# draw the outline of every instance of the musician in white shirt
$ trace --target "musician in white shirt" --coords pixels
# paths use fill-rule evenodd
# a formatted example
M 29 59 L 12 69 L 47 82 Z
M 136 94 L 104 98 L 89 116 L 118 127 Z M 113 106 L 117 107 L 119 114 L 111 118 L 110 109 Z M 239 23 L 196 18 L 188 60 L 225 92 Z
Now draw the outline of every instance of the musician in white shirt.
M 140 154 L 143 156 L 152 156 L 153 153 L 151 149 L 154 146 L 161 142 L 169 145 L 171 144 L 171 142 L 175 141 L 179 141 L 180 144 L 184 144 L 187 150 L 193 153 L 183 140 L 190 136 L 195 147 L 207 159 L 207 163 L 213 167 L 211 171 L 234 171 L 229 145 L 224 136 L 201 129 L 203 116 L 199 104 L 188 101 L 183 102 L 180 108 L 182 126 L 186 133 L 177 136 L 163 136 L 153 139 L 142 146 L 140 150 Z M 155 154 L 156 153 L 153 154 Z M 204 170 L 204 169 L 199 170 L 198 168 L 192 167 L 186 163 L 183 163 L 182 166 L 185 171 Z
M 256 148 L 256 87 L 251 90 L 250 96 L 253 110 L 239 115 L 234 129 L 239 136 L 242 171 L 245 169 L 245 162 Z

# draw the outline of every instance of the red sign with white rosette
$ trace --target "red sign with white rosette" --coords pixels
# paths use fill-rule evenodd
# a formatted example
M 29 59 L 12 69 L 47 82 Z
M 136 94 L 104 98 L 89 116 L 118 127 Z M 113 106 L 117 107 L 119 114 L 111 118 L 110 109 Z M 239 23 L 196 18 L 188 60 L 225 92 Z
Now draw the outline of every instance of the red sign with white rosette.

· · · · ·

Duplicate every one of the lines above without changing anything.

RESPONSE FOR THIS EXERCISE:
# draw the outline of every instance of the musician in white shirt
$ trace --target "musician in white shirt" --coords pixels
# paths use fill-rule evenodd
# a formatted example
M 29 59 L 12 69 L 47 82 Z
M 136 94 L 104 98 L 89 116 L 118 127 Z M 113 106 L 117 107 L 119 114 L 111 118 L 110 109 Z M 239 23 L 196 18 L 188 60 L 225 92 Z
Now draw the outline of every instance of the musician in white shirt.
M 140 154 L 143 156 L 152 156 L 153 153 L 151 149 L 154 146 L 161 142 L 169 145 L 171 144 L 171 142 L 175 141 L 179 141 L 180 144 L 184 144 L 187 150 L 193 153 L 183 140 L 190 136 L 195 147 L 207 159 L 207 163 L 213 167 L 211 171 L 234 171 L 229 145 L 224 136 L 201 129 L 203 116 L 199 104 L 188 101 L 183 102 L 180 108 L 182 126 L 186 133 L 177 136 L 163 136 L 153 139 L 142 146 L 140 150 Z M 155 154 L 156 153 L 153 154 Z M 204 170 L 204 169 L 199 170 L 198 168 L 192 167 L 186 163 L 183 163 L 182 166 L 185 171 Z
M 256 148 L 256 87 L 251 90 L 250 96 L 253 110 L 239 115 L 234 129 L 239 136 L 242 171 L 245 169 L 245 162 Z

# draw the outline of every instance of the red sign with white rosette
$ trace --target "red sign with white rosette" --coords pixels
# paths use fill-rule evenodd
# a formatted example
M 29 59 L 12 69 L 47 82 Z
M 136 94 L 104 98 L 89 116 L 118 127 Z M 113 106 L 117 107 L 119 114 L 111 118 L 110 109 Z M 239 23 L 196 18 L 188 60 L 225 92 Z
Now draw the outline of every instance of the red sign with white rosette.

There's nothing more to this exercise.